> [Directions for this task] Write out every entry again exactly as it stands.

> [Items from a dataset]
•••••

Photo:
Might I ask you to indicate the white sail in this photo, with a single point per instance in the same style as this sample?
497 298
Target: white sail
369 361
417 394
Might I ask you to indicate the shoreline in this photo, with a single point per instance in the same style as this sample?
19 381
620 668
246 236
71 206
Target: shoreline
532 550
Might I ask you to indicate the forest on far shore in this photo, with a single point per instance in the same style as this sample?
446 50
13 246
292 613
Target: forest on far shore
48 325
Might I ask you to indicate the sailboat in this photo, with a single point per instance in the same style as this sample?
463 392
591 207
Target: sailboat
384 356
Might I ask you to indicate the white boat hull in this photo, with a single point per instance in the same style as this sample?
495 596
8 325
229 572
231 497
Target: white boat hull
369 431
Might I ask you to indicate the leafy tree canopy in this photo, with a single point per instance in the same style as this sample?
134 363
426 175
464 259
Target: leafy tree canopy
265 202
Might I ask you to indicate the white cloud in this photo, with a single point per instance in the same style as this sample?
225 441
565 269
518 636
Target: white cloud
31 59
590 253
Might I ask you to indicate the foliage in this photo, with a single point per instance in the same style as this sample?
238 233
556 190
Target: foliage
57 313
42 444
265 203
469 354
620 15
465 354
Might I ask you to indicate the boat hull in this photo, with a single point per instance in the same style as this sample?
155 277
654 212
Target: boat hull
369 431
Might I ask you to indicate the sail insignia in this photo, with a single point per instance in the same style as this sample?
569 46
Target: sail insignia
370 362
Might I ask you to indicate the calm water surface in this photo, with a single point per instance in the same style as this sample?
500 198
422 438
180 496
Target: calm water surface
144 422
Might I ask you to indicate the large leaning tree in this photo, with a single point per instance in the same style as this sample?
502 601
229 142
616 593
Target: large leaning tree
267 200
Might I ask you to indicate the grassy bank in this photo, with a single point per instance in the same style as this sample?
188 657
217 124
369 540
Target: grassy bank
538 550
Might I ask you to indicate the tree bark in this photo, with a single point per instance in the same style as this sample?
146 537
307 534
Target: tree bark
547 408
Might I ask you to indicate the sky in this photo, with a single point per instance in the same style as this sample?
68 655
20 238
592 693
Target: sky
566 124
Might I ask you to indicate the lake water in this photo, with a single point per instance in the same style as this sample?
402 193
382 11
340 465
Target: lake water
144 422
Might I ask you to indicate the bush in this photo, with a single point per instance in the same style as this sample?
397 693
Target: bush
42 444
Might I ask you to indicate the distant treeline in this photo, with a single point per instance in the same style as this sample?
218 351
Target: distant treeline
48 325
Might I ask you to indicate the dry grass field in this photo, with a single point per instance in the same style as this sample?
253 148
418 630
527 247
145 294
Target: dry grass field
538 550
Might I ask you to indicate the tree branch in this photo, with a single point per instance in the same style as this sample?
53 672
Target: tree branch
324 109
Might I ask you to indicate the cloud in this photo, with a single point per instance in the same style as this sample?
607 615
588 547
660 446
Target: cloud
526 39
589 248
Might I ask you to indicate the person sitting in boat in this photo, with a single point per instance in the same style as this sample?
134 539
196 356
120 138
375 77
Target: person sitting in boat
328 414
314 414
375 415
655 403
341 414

•••••

> [Exercise response]
Photo:
Might I ask you to indicate the white sail in this photo, with a single point per instance in the same style as this sample?
497 298
Target: white sail
369 361
417 394
Might I ask you to indicate the shoreline in this photo, with a single point per instance in the same style as this sample?
19 381
620 668
246 236
71 206
Target: shoreline
532 550
Might I ask you to indicate the forest on far shore in this photo, with a single point per instance in the same style as this sample?
446 50
13 246
292 613
Target: forest on far shore
48 325
Might I ask you to indicate the sailboat in this photo, with a single point per instance in the same style as this sample?
463 392
591 207
Target: sailboat
384 356
Might I ask you to indicate the white boat hull in this photo, with a single point per instance in the same style as this sample?
495 596
8 325
229 572
231 497
Target: white boat hull
369 431
Might I ask you to indicate the leafy tree canopy in this photo, with a single point per instance in the same style as this sample?
134 363
426 175
464 259
Target: leafy tree canopy
265 202
Might I ask you to indicate the white cloud in this photo, with a single point per instance in the same style as this sample?
225 441
565 269
518 636
Target: white cloud
31 59
590 253
Might I ask you to indicate the foliage in this photo, with a single point per instance in the same style as this sample?
238 233
556 190
Target: foliage
57 313
42 444
265 203
469 354
620 15
465 354
Might I ask you to indicate the boat hull in this photo, with a single point per instance in the same style as this sample?
155 277
654 212
Target: boat hull
369 431
Might I ask you to indicate the sail insignia in this photo, with a single point per instance in the same style as this sample?
569 46
Target: sail insignia
370 362
Might I ask you to indicate the calm water surface in this photo, with a single point per instance in the same style as this sample?
500 198
422 438
180 496
Target: calm water surface
144 422
Might I ask you to indicate the large leaning tree in this photo, with a single point per instance in the same style as this sample?
502 601
229 142
616 593
Target: large leaning tree
267 200
Might I ask you to indicate the grassy bank in this photo, with a single point per instance in the same style as this sample?
188 657
217 124
369 540
Target: grassy bank
538 550
Might I ask you to indicate the tree bark in this photo, with a single point per instance in the same style as this sample?
146 537
307 534
Target: tree bark
547 408
Might I ask you to indicate the sky in this photo, with a single point per instance in the same style as this sample?
68 655
20 238
592 693
Target: sky
566 124
Might I ask you to indicate the lake water in this photo, with a single point per instance in the same style as this sample?
402 193
382 11
340 465
Target: lake water
144 422
Might I ask you to indicate the bush in this photo, with a single point per instance in the same style as this sample?
397 693
Target: bush
42 444
Might I ask you to indicate the distant treeline in this photo, with a single point per instance in the same style as this sample?
218 351
Target: distant treeline
48 325
Might I ask you to indicate the dry grass field in this photo, with a single point per instance in the same style as this sample?
253 148
418 630
527 247
145 294
Target: dry grass field
538 550
Might I ask you to indicate the tree branch in this photo, with a single point per instance in the same style as this sample?
53 672
Target: tree branch
324 109
Might I ask you to indicate the cloud in this photo, with a single point per instance in the same style as this sample?
607 615
588 547
660 446
Target: cloud
526 39
589 248
Might I ask you to indicate the person sitting in boat in this photo, with a single point per instance in the same style as this sample?
134 539
196 356
120 138
375 77
Target: person sitting in boat
328 414
314 414
375 415
655 403
341 414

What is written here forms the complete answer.